(REQUIREMENT) The entire listing is to be repeated verbatim.

(LISTING)
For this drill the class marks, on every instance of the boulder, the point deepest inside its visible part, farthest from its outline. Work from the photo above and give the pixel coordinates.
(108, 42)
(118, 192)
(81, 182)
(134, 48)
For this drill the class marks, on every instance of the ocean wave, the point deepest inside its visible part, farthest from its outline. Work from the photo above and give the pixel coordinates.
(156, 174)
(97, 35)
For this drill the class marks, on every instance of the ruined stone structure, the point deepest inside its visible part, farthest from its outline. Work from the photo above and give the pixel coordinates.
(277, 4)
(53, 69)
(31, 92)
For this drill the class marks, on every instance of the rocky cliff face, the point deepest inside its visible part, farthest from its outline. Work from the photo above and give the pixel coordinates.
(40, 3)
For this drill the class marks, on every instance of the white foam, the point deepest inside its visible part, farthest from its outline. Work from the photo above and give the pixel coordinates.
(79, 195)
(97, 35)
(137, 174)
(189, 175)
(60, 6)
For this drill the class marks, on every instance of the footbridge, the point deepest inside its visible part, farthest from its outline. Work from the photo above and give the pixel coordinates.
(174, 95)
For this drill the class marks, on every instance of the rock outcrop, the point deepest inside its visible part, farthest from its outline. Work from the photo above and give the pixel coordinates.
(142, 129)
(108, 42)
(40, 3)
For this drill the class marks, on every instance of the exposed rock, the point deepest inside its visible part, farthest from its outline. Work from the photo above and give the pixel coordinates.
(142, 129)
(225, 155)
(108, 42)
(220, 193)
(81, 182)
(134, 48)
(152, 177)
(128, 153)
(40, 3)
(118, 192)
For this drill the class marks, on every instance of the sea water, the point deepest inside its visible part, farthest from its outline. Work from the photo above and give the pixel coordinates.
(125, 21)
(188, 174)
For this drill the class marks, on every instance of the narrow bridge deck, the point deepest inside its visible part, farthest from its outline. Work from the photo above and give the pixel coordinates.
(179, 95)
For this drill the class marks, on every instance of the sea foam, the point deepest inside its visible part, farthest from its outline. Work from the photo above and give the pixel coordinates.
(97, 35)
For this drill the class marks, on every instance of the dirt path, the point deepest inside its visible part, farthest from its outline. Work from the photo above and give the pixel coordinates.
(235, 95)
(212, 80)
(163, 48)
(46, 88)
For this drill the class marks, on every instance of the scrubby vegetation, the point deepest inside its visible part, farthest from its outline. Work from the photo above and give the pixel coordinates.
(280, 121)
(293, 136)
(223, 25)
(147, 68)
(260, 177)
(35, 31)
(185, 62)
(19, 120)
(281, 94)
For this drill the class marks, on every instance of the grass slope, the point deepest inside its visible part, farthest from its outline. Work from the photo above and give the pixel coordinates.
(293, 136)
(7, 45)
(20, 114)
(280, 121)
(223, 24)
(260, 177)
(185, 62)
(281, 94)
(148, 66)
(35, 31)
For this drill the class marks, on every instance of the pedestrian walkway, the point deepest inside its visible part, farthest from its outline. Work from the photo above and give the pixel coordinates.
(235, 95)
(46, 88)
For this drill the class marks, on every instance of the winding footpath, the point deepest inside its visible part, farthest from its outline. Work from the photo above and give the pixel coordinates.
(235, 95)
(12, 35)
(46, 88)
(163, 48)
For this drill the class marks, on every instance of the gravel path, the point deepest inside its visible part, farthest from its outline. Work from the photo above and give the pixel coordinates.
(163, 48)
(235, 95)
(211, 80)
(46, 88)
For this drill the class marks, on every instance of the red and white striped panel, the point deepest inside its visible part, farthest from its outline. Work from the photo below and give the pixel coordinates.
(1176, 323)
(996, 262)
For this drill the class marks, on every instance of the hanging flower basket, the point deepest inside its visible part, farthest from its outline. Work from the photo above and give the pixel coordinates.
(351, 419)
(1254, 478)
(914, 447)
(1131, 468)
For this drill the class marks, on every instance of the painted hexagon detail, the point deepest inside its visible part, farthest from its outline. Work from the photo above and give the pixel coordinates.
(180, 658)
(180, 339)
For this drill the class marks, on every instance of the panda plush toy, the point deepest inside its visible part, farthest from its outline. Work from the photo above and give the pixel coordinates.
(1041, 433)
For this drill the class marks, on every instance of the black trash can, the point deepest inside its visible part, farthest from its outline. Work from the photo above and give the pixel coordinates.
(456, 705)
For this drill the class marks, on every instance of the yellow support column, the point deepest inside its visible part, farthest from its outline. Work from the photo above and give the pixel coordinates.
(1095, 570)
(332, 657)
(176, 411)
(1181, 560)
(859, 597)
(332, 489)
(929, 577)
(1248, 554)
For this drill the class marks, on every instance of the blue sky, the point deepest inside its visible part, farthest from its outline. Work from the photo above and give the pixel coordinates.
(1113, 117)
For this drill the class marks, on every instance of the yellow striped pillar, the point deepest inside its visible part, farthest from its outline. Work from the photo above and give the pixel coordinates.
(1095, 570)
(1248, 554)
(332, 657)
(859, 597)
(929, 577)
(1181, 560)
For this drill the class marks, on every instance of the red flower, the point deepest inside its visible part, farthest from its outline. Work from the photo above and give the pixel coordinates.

(ANSWER IN FULL)
For this drill the class marks, on every instance of the boulder, the point deepest inside its visible part, farthest from its outline. Work from the photo above and give the pixel coordinates.
(108, 42)
(118, 192)
(81, 182)
(134, 48)
For this drill the class marks, on every instance of the ocean wave, the point deepest inside its visible part, farthest from its outline. Work from the photo above and give the pixel coordinates.
(156, 174)
(97, 35)
For this drill the class marks, on every instance of the ruined stone structure, the point deepest inside its visible part, farthest from its outline. Work from the photo above and give the pixel coordinates.
(277, 4)
(53, 69)
(31, 92)
For this drill the class marks, on every instance of the rocky cliff face, the point deepest inside its visible part, farthest from its outline. Work from the photo above and give the pixel coordinates.
(40, 3)
For this drill the class marks, on every instance of the white foam, the point deepest inside its visible part, farthest from its outline. Work from the photo above and give the pixel coordinates.
(79, 195)
(97, 35)
(137, 174)
(189, 175)
(60, 6)
For this drill the class marks, on every instance of the footbridge, the point deepest inside its visible part, farthest from its outline. Work from the photo above and give the pixel coordinates.
(174, 95)
For this drill the class marks, on every instance of the rock outcrop, the point deepest inside its visible part, farthest from its outline. Work from the photo above and give the pixel coordinates.
(142, 129)
(108, 42)
(40, 3)
For this drill the class marks, on every instance of the exposed rock, the point deepest inside its visible part, farthest from its outline. Work from the photo above and give the pixel coordinates.
(142, 129)
(225, 155)
(108, 42)
(220, 193)
(81, 182)
(134, 48)
(152, 177)
(128, 153)
(40, 3)
(118, 192)
For this drill the class marks, on every instance of the sea water, the point deepest inside its visible part, farthest from its outline. Work from the photo above and give the pixel coordinates.
(125, 21)
(188, 174)
For this drill the class marks, on every instance of the narrow bridge deck, the point deepest inside its visible part, farthest from its outline. Work from the photo above and give the pixel coordinates.
(179, 95)
For this drill the class marks, on every instance of the sea foam, the point deepest inside its visible part, farthest from its outline. Work from the photo above and give the pixel coordinates.
(97, 35)
For this drill the class marks, on every instance of the dirt path, the point deepest inside its visible part, farthest from its outline. Work from the photo above and give the pixel coordinates.
(235, 95)
(212, 80)
(163, 48)
(46, 88)
For this drill the class marks, on every instance of the scrubby vegetation, the point deepest inside its visible part, farthest from its outline. Work from the photo above and give the pixel coordinates.
(280, 121)
(293, 136)
(223, 25)
(147, 68)
(260, 177)
(35, 31)
(185, 62)
(19, 120)
(281, 94)
For this drill the class marks, on every instance of the grass slope, the point deepest inside its visible part, farthest from its outline. Work from the photo above and give the pixel coordinates.
(293, 136)
(7, 45)
(20, 114)
(280, 121)
(223, 24)
(260, 177)
(185, 62)
(281, 94)
(148, 66)
(35, 31)
For this drill the class marks, on every instance of the pedestrian walkway, the point deepest inside its visible part, farthest from its outline. Work from the photo above and give the pixel coordinates.
(235, 95)
(46, 88)
For this drill the class marks, on every instance of the winding footpath, the point deepest inside its visible part, farthest from its outline. Work from the photo above and give the pixel coordinates.
(235, 95)
(12, 35)
(46, 88)
(163, 48)
For this drill the class marks, on every instance of the gravel path, the point deepest inside its visible part, farthest from its outline. Work from the photo above and give the pixel coordinates.
(163, 48)
(235, 95)
(211, 80)
(46, 88)
For this drill the class marks, on every instance of the red and white striped panel, the point deepest inside its visible part, farthest from its outline. Work from the photo below and give the pixel coordinates.
(1176, 323)
(996, 262)
For this drill the class marks, on every instance of the hanging flower basket, the point deepest inside its visible part, farthest from its outline. Work from the photo above and give the pixel coordinates.
(351, 419)
(1254, 478)
(914, 447)
(1131, 468)
For this drill the class marks, on every instance of the painted hexagon detail, the point deepest inside its visible part, farthest from its outline. Work from the photo above and give the pixel coordinates.
(180, 658)
(180, 339)
For this drill the class marks, on every instance of the panda plush toy, the point deepest inside its visible part, farthest from its outline. Work from the photo above and give the pixel coordinates.
(1041, 433)
For this drill the class marks, on every instance of the black trash can, the point deepest inside its visible part, farthest from its outline. Work from the photo above and give the pixel coordinates.
(456, 705)
For this drill the class marks, on every instance of the yellow support column, the point deepest inside its visible part, farthest from its outline. Work from the photo above and give the pixel coordinates.
(1095, 570)
(332, 657)
(176, 411)
(1181, 560)
(859, 597)
(332, 489)
(929, 577)
(1248, 554)
For this drill the class marks, on every instance of the blue sky, the point deepest inside its visible part, farthest from its outline. Work from the photo above and give the pixel coordinates.
(1113, 117)
For this drill the class marks, on every instance of the yellow striped pillar, the point deepest inside its visible part, farthest from its outline. Work from the photo above and give the pixel coordinates.
(1095, 570)
(1248, 554)
(332, 657)
(859, 597)
(929, 577)
(1181, 560)
For this drill the class marks, on every instance of the red flower, the point deepest inside its visible part, farthest from its outline. Work from the photo above and give the pixel coordinates.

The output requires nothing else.